### DO THIS
Return the material word for word. Do not include pictures.

### DATA ENTRIES
--------------------
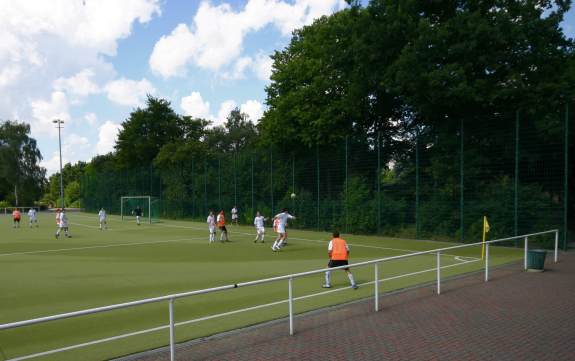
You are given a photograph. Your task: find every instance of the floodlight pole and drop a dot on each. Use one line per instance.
(59, 123)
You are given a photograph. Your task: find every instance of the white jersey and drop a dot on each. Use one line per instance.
(282, 219)
(259, 222)
(63, 220)
(211, 221)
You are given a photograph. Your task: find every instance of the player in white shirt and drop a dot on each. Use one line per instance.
(32, 217)
(282, 219)
(212, 226)
(102, 219)
(235, 217)
(260, 229)
(62, 224)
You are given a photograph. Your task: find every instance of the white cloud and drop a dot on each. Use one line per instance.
(129, 92)
(45, 111)
(107, 136)
(91, 119)
(215, 39)
(253, 109)
(80, 84)
(74, 148)
(195, 106)
(263, 67)
(51, 53)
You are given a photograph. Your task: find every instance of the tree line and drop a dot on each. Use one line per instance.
(428, 88)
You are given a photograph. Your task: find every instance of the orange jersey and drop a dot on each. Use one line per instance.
(339, 250)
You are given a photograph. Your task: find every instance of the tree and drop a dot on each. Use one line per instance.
(21, 177)
(146, 131)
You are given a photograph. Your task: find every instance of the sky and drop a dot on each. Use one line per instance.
(91, 62)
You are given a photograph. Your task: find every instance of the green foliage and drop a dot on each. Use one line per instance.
(21, 177)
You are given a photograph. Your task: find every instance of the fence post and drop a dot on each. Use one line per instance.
(172, 336)
(516, 180)
(461, 220)
(346, 180)
(486, 262)
(272, 178)
(378, 182)
(556, 244)
(566, 176)
(376, 284)
(290, 295)
(416, 184)
(439, 272)
(525, 254)
(317, 164)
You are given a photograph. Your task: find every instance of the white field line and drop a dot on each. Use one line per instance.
(206, 318)
(320, 241)
(102, 246)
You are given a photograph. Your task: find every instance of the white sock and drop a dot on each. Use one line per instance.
(350, 276)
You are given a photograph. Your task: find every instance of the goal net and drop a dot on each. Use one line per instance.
(148, 204)
(23, 210)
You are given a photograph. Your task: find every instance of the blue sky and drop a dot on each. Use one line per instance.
(91, 62)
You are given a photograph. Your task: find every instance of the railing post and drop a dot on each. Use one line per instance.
(172, 338)
(486, 262)
(556, 244)
(290, 292)
(376, 287)
(438, 273)
(525, 255)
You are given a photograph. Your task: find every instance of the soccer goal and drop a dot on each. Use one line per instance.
(23, 210)
(148, 204)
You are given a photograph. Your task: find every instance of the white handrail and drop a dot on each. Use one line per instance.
(172, 297)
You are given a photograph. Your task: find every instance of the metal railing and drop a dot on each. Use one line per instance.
(171, 298)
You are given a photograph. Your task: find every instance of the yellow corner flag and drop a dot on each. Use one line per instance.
(485, 230)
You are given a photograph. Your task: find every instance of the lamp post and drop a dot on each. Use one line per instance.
(59, 123)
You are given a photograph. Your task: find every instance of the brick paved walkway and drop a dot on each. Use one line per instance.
(515, 316)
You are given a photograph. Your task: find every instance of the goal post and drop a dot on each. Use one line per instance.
(148, 204)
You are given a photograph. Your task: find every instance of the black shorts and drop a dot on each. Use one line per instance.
(337, 263)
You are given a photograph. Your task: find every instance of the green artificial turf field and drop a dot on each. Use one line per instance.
(42, 276)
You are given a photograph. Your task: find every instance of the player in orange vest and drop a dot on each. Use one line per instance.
(221, 219)
(16, 218)
(338, 252)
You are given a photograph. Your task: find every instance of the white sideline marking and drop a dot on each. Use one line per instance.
(182, 323)
(457, 258)
(102, 246)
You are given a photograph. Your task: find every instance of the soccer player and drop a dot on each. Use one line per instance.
(32, 217)
(138, 213)
(235, 217)
(338, 252)
(62, 224)
(221, 219)
(260, 229)
(282, 218)
(16, 218)
(102, 219)
(212, 226)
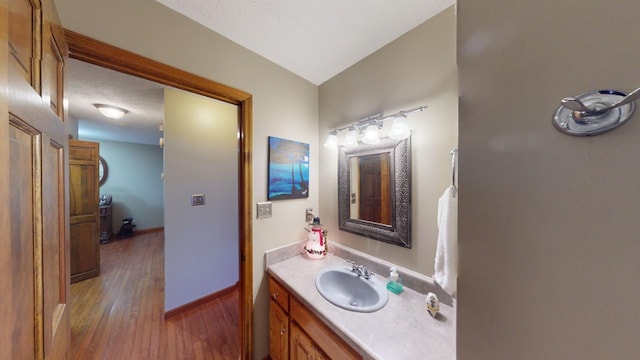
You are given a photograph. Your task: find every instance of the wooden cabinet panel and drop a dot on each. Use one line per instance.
(325, 338)
(295, 333)
(52, 64)
(279, 294)
(278, 332)
(24, 35)
(34, 218)
(21, 276)
(302, 347)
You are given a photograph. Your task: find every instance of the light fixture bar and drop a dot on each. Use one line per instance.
(378, 118)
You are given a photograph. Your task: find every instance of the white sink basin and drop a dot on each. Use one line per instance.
(344, 288)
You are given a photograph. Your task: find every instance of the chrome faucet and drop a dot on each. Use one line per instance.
(360, 270)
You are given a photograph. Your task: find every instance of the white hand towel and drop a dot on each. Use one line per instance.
(446, 265)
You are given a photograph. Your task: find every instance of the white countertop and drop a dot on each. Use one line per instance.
(403, 329)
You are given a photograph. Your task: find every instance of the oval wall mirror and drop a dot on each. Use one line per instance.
(103, 171)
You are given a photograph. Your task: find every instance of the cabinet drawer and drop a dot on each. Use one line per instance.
(278, 293)
(325, 338)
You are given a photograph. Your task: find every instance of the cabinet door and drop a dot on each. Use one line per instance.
(302, 347)
(34, 250)
(278, 332)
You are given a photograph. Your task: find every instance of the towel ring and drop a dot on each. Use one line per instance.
(595, 112)
(454, 161)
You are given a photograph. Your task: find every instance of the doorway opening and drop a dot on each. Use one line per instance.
(101, 54)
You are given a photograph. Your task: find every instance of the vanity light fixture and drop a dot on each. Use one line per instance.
(400, 128)
(110, 111)
(371, 126)
(351, 138)
(332, 140)
(371, 135)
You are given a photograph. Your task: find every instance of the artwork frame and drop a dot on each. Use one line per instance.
(288, 169)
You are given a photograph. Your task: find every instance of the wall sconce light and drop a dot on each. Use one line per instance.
(351, 138)
(371, 126)
(400, 128)
(332, 140)
(371, 135)
(110, 111)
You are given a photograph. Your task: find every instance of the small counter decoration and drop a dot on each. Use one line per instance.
(316, 247)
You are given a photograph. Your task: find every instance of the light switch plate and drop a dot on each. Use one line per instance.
(264, 210)
(197, 199)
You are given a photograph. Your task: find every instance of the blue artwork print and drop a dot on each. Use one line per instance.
(288, 169)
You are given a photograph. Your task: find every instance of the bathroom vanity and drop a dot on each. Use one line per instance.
(303, 325)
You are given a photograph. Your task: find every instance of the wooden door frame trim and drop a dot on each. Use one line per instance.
(98, 53)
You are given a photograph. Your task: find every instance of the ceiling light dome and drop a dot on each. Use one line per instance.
(110, 111)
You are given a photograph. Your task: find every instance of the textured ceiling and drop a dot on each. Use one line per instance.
(87, 84)
(316, 39)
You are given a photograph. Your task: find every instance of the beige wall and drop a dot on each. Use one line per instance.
(418, 68)
(284, 105)
(548, 223)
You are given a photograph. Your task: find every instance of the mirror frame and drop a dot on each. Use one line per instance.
(399, 232)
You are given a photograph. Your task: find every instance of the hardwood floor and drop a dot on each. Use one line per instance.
(120, 314)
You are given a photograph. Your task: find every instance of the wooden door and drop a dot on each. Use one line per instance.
(84, 216)
(34, 251)
(375, 199)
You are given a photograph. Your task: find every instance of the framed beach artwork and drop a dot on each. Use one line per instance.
(288, 169)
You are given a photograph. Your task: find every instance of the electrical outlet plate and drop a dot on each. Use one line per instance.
(197, 199)
(263, 209)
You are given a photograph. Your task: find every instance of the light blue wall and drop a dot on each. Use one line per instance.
(201, 157)
(134, 182)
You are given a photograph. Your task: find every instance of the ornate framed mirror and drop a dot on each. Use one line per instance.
(374, 191)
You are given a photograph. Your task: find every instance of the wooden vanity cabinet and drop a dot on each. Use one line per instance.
(292, 328)
(278, 321)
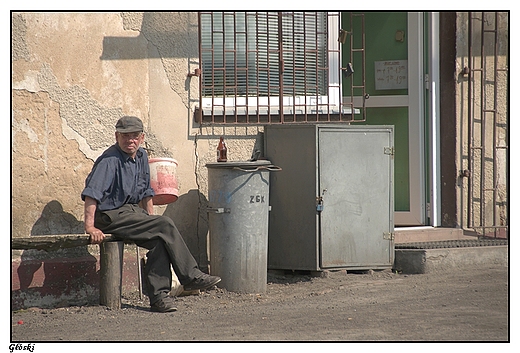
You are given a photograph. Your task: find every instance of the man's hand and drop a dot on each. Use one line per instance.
(96, 235)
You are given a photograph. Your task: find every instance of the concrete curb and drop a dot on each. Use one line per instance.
--------------------
### CORRECT OUTPUT
You are given a photograph. Your task: find every instance of the floodlight pole and drop a dot on each. Use one line per instance.
(59, 123)
You are given a photograph. Your task: find every instance of the white jersey and drop a dot on each. Use one line per instance.
(282, 219)
(259, 222)
(63, 220)
(211, 221)
You are given a photograph. Your task: find every instance of the player in white shirt and drop a dot on each. Use one line per instance.
(32, 217)
(282, 219)
(212, 226)
(102, 219)
(235, 217)
(260, 229)
(62, 224)
You are given a photograph. Your task: find every instance of the white cloud and drop a dot on each. Use one line per instance.
(129, 92)
(45, 111)
(107, 136)
(91, 119)
(215, 39)
(253, 109)
(80, 84)
(74, 148)
(195, 106)
(263, 67)
(51, 53)
You are given a photograph. Your task: find every instance of the tree line and drop a dot on each. Use one line per instance.
(428, 88)
You are given a photograph. Your task: find every instance of the orange jersey and drop a dot on each. Use one line per instance.
(339, 250)
You are given a photograph. Your task: find every instance of the tree and drop a dot on each. Use one line per instance.
(21, 177)
(146, 131)
You are given a photograph. Your task: find every instance of the sky and drop a dot on each. Use one line per instance.
(91, 62)
You are given a photograph. Your task: find every instance of the green foliage and drop a dot on each. Use one line per instance.
(21, 177)
You are given a photograph. Your task: find every instance of the fence post and drop a dot on each. Use one line per instance.
(172, 336)
(516, 180)
(461, 220)
(346, 180)
(486, 262)
(272, 178)
(378, 182)
(556, 244)
(566, 176)
(376, 284)
(290, 295)
(416, 184)
(439, 272)
(525, 254)
(317, 164)
You are given a photograph. Your task: find every instance of the white field line and drop a dot on each. Use one line per instance.
(206, 318)
(320, 241)
(102, 246)
You are given a photograph. Your task: find every instance of the white sock and drop a dot on each. Use one line per instance.
(350, 276)
You are given a photograph. Your task: find every instance of the goal net and drop a dot on each. Use one line per instance.
(148, 204)
(23, 210)
You are given a photograph. Your task: find every instance of the blue sky and drop a dot on each. Use one line per instance.
(91, 62)
You are given a photograph. Your task: find every instance of the railing post and drop a dot on each. Use one line per instance.
(172, 338)
(486, 262)
(556, 244)
(290, 292)
(376, 287)
(438, 273)
(525, 255)
You are given a photograph. Your task: find every instance of the soccer goal and drop a dot on each. Use one line per instance.
(23, 210)
(148, 204)
You are given a photograph. Your task: find every instance of the white handrail and drop a dot on each. Use one line per instance.
(172, 297)
You are given a photograph. Your task: find every instance of the metal railing and drop a dot on each. Use one line per instance.
(171, 298)
You are given a photograph. Your task: find every instance of the yellow corner flag and drop a dot on each. Use one line per instance.
(485, 230)
You are given a photograph. Your task: find every instance of the lamp post and drop a dot on each. Use one line per instance.
(59, 123)
You are given a photograph. Your task: find every instance of the brick paved walkway and drop a dot on each. Use one line per instance.
(515, 316)
You are given a photograph. Your task: find every instance of the goal post and drop a dot on each. Use one line per instance.
(148, 204)
You are given a photograph. Your task: find every instance of the black shorts and drop a dot on each. Use one line per instance.
(337, 263)
You are given a photograph. Your task: find every instance of the green artificial turf field and drop a dot on each. Use one line per instance.
(42, 276)
You are given a photograph. Your task: find every instance of the player in orange vest and drop a dot on each. Use one line per instance.
(221, 219)
(16, 218)
(338, 252)
You are given a photograph. Your task: find every instance of the white sideline marking and drop a dot on each. Use one line per instance.
(182, 323)
(457, 258)
(102, 246)
You are given a photograph. Your task: find every instance of the soccer player and drop a dot on each. Use one line per instance.
(32, 217)
(138, 213)
(235, 217)
(338, 252)
(62, 224)
(221, 219)
(260, 229)
(282, 218)
(16, 218)
(102, 219)
(212, 226)
You are given a photograph. Your task: find every instance of the wooden cabinet panel and drop a dot on each. Use one line per instance.
(325, 338)
(295, 333)
(52, 64)
(279, 294)
(278, 332)
(24, 35)
(34, 218)
(21, 276)
(302, 347)
You are given a photograph. Your task: find every instance of the light fixture bar and drop a dot on each. Use one line per instance.
(378, 118)
You are given a photograph. Your task: find every instance of the white sink basin and drop a dot on each. Use one line per instance.
(344, 288)
You are given a photograph. Your task: find every instance of the chrome faucet and drop a dot on each. Use one line per instance.
(360, 270)
You are given a photograph. Your task: find every instance of the white hand towel and drop a dot on each. Use one line per instance.
(446, 265)
You are given a photograph. Your task: find every instance of the white countertop and drop a dot on each. Use one line per instance.
(403, 329)
You are given a photograph. Your task: find every instance of the oval wall mirror and drop a dot on each. Use one line per instance.
(103, 171)
You are given a photograph. Your task: find every instance of the cabinet drawer and drop a dot on each. Use one line per instance.
(278, 293)
(325, 338)
You are given a photograph. Your task: find every instance of the cabinet door and drop a dot on each. Use one line per instance.
(302, 347)
(34, 250)
(278, 332)
You are given a photograph. Your task: find every instance of the towel ring and drop a dot on each. Use one line per instance.
(595, 112)
(454, 161)
You are given a photograph. Your task: find every instance of the doorway opening and drop a dot on each. Use one line per instance.
(101, 54)
You are given a photograph. Your task: find every instance of the vanity light fixture and drop a dot on each. Use one line per instance.
(400, 128)
(110, 111)
(371, 126)
(351, 138)
(332, 140)
(371, 135)
You are given a photograph. Your task: find every instance of the artwork frame and drop a dot on each. Use one line per instance.
(288, 169)
You are given a photograph. Your task: find every instance of the wall sconce light and drop a dot on each. Use one line per instance.
(351, 138)
(371, 126)
(400, 128)
(332, 140)
(371, 135)
(110, 111)
You are given a photograph. Your task: find every instance of the small counter decoration and drop a dot on each. Use one line per instance.
(316, 247)
You are given a photograph. Your task: find every instance of the light switch plate and drop a dot on each. Use one line per instance.
(264, 210)
(197, 199)
You are given a photograph. Your task: find every instance of the blue artwork print and drop a dot on each. Use one line per instance.
(288, 169)
You are given a photograph. Your task: find every instance of the bathroom vanity and drop a dot on each. Use one line per instance.
(303, 325)
You are given a photograph. Your task: find every instance of the wooden door frame trim and drop a dot on each. Use one line per instance.
(98, 53)
You are given a photograph. Your task: find every instance of the ceiling light dome and drop a dot on each. Use one line per instance.
(110, 111)
You are given a photograph. Your task: find every instance of the textured ceiling and drop a dot on each. Use one line per instance.
(87, 84)
(316, 39)
You are given a photograph. Your task: find every instance of the beige wall and drop a dot on each. Use one line per instance.
(418, 68)
(284, 105)
(548, 223)
You are given a photograph. Your task: find every instance of the mirror frame and drop a dot on each. Use one line per instance.
(399, 232)
You are given a photograph. Your task: find every instance of the hardwood floor and drop a dot on each. Use one line per instance.
(120, 314)
You are given a photograph. Your task: find every instance of the wooden door and drop a dot on each. Use one line per instance.
(84, 216)
(34, 251)
(375, 199)
You are given a photograph. Your task: find every instance of the framed beach artwork and drop a dot on each. Use one line per instance.
(288, 169)
You are given a photograph. Your task: find every instance of the electrical outlet plate and drop a dot on each. Use one line per instance.
(197, 199)
(263, 209)
You are given a photograph. Your task: find every instance of the light blue wall and drop a dot on each. Use one line per instance.
(201, 157)
(134, 182)
You are given a photograph. Your task: find every instance of the ornate framed mirror and drop a dot on each. Use one line per instance.
(374, 191)
You are given a photograph. Your task: find every instance of the wooden vanity cabinet and drop a dot on each. Use one line per instance.
(292, 328)
(278, 321)
You are given a photograph. Your task: find every instance of the man's hand and drop a dot on each. Use one line per instance.
(96, 235)
You are given a photograph. Your task: find every instance of the concrete curb and drop a dot on each. Use one line per instance.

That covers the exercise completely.